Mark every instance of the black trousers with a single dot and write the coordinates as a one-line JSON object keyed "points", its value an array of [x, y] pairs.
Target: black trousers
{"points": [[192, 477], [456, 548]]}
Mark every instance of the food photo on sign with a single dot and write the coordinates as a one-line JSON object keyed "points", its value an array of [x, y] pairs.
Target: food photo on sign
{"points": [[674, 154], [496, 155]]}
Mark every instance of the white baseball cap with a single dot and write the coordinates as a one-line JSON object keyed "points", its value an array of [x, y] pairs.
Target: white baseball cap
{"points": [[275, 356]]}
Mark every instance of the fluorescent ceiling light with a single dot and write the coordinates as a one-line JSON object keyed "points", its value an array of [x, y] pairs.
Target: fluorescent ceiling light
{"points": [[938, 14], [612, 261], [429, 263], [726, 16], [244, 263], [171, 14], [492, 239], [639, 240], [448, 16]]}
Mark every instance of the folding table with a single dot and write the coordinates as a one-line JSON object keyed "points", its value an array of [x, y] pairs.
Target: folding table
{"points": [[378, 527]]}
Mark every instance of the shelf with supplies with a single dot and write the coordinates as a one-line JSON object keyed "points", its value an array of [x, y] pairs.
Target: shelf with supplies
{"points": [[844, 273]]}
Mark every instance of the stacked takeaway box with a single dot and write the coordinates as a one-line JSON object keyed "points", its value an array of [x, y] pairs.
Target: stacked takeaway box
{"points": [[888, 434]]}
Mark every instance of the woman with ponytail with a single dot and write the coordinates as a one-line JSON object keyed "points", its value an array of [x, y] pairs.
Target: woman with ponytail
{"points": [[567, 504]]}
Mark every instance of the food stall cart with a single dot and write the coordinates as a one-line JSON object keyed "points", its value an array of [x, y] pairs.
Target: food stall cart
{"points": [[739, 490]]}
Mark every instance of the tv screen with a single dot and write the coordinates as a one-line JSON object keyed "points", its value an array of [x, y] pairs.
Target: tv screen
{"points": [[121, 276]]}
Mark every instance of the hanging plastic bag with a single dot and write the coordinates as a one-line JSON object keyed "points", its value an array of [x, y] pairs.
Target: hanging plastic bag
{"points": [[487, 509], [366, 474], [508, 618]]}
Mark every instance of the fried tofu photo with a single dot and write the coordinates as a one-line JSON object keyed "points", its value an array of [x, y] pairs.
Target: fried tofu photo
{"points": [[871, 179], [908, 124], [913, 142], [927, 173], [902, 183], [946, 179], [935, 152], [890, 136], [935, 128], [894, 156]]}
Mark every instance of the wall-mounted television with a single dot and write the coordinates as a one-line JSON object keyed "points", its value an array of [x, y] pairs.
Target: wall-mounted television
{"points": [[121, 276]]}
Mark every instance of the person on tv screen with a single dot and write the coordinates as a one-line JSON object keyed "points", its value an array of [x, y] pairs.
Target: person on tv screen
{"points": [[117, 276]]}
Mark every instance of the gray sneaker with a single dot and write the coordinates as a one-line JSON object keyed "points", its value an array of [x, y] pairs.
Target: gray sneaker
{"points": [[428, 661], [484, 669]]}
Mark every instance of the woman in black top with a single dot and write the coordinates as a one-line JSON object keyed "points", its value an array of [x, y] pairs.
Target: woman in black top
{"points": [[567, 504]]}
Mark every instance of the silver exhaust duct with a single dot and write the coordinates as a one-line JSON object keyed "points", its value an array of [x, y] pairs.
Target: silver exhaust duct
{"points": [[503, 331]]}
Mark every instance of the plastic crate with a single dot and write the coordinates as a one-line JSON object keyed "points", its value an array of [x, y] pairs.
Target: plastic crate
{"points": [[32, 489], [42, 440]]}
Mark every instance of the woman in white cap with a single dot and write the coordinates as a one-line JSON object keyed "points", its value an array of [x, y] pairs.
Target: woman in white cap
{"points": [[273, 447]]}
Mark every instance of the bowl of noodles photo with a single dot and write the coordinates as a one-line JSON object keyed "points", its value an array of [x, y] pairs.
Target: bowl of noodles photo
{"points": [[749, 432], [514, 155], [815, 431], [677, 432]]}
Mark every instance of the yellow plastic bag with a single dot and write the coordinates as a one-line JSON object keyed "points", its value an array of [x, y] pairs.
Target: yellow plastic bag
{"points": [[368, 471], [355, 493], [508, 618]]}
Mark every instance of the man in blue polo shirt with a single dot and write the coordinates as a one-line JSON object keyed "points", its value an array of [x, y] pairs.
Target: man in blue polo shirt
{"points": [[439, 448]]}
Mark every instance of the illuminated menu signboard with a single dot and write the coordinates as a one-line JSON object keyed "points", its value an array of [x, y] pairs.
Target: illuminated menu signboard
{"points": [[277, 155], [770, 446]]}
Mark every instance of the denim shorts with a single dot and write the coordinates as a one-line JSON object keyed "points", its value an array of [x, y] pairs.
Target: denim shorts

◆ Written instruction
Reproduce the whole listing above, switching every occurrence of "single dot" to "small dot" and leaving everything else unchanged.

◆ Result of the exercise
Mark every instance of the black trousers with a small dot and write the coordinates as a one-line JSON object keyed "points", its value an array of [x, y] pairs.
Target: black trousers
{"points": [[192, 477], [456, 548]]}
Mark every instance of the food photo on sign with a small dot and write the coordinates as a one-line JSON object keyed "points", its value an array of [x, y] pairs.
Target: food photo on sign
{"points": [[674, 154], [496, 155]]}
Mark every instance of the white baseball cap with a small dot and write the coordinates as a one-line JSON object keyed "points", its value an array of [x, y] pairs.
Target: white baseball cap
{"points": [[275, 356]]}
Mark every instance of the fluorescent ceiling light with a small dot and write the coordinates as a one-line JSON object keyed "points", its value an array of [x, y] pairs.
Target: fluorescent ceiling light
{"points": [[938, 14], [612, 261], [429, 263], [726, 16], [244, 263], [171, 14], [492, 239], [639, 240], [448, 16]]}
Mark every instance of the folding table with a small dot and write the coordinates as a one-line JSON object keyed "points", its value an array of [x, y] pairs.
Target: folding table
{"points": [[378, 527]]}
Mark every instance of the shelf with supplies with a small dot and write the coordinates as a one-line JSON object keyed "points", its value an array of [x, y] pairs.
Target: shelf with supplies
{"points": [[844, 273]]}
Mark every instance of the stacked takeaway box with a small dot and write the coordinates as a one-line JSON object keyed "points", its value an array of [x, y] pairs.
Target: stacked takeaway box
{"points": [[888, 434]]}
Mark every instance of the woman with ponytail with a small dot and write the coordinates as a one-line JSON object keyed "points", its value an array of [x, y] pairs.
Target: woman with ponytail
{"points": [[567, 504]]}
Mark every instance of the food stall cart with a small dot and write the coordinates as a one-line JSON object keyed "points", its value an array of [x, y] pairs.
Target: food stall cart
{"points": [[739, 490]]}
Mark every instance of the tv screen with a small dot and write the coordinates as a one-line JSON object keyed "points", its value an array of [x, y] pairs.
Target: tv screen
{"points": [[121, 276]]}
Mark every instance of the hanging plastic bag with a small dot and write the coordinates as a one-line JSON object keyed "points", its value an array of [x, y] pairs.
Target: hanging plastic bag
{"points": [[487, 509], [366, 474], [508, 618]]}
Mark every instance of the fried tofu photo with a small dot and write the coordinates as a one-line JSON object keyed "points", its value an array of [x, y] pairs.
Target: fried tofu photo
{"points": [[871, 179], [908, 124], [913, 142], [927, 173], [902, 183], [946, 179], [935, 152], [890, 136], [935, 128], [894, 156]]}
Mark every instance of the wall-mounted television with a small dot and write the coordinates as a one-line JSON object keyed "points", its value an array of [x, y] pairs.
Target: wall-mounted television
{"points": [[121, 276]]}
Mark every instance of the person on tv screen with a small dot and write the coordinates as a one-line JSON object keyed "points", its value an array of [x, y] pairs.
Target: person on tv screen
{"points": [[117, 276]]}
Mark every instance of the gray sneaker with a small dot and write the coordinates as a one-line JSON object keyed "points", its value an array of [x, y] pairs.
Target: gray sneaker
{"points": [[428, 661], [484, 669]]}
Mark every instance of the woman in black top with a small dot and write the coordinates as a one-line JSON object keyed "points", its value an array of [x, y] pairs.
Target: woman in black top
{"points": [[567, 504]]}
Mark every instance of the silver exhaust duct with a small dot and write the coordinates as a one-line JSON object keyed "points", its value an array of [x, y] pairs.
Target: silver exhaust duct
{"points": [[503, 331]]}
Mark every instance of the plastic crate with a small dot and write the coordinates as a one-line JSON object keyed "points", its value an array of [x, y] pairs.
Target: plastic crate
{"points": [[32, 489], [42, 440]]}
Mark every instance of the woman in white cap with a small dot and write the coordinates as a one-line JSON object keyed "points", its value an array of [x, y] pairs.
Target: woman in white cap
{"points": [[273, 447]]}
Mark every instance of the bowl of noodles photo with a small dot and write the coordinates as a one-line JSON object keyed "points", its value an array of [x, y] pairs.
Target: bowl of noodles photo
{"points": [[749, 432], [514, 155], [815, 431], [677, 432]]}
Mark every instance of the yellow plastic bag with a small dot and write the coordinates as a one-line JSON object keyed "points", its value an array of [x, y] pairs.
Target: yellow plastic bag
{"points": [[368, 471], [355, 493], [508, 618]]}
Mark every instance of the man in blue polo shirt with a small dot and write the coordinates as a one-line JSON object keyed "points", its value an array of [x, y] pairs.
Target: man in blue polo shirt
{"points": [[439, 448]]}
Mark every instance of the illuminated menu signboard with a small dot and write the coordinates as a one-line JSON object keyed "points", its value an array of [x, y] pairs.
Target: illuminated menu signboard
{"points": [[277, 155], [770, 446]]}
Mark every instance of the denim shorts with a small dot and write the coordinates as a one-line JSON object keyed "points", its value an array of [x, y] pairs.
Target: denim shorts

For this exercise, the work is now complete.